(Provided records begins)

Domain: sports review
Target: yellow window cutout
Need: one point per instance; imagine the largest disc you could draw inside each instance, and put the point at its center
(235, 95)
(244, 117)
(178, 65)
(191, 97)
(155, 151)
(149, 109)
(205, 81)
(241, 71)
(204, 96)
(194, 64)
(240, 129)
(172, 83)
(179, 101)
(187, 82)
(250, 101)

(Provided records ends)

Exercise aim: Your response should consist of the data above, duplicated exactly.

Answer section:
Domain: sports review
Target: yellow window cutout
Need: one point per instance; imagine the largest disc you could draw inside each instance, and put the point at its center
(235, 95)
(244, 117)
(178, 65)
(191, 97)
(155, 151)
(149, 109)
(205, 81)
(241, 71)
(204, 96)
(194, 64)
(240, 129)
(172, 83)
(179, 101)
(187, 82)
(250, 101)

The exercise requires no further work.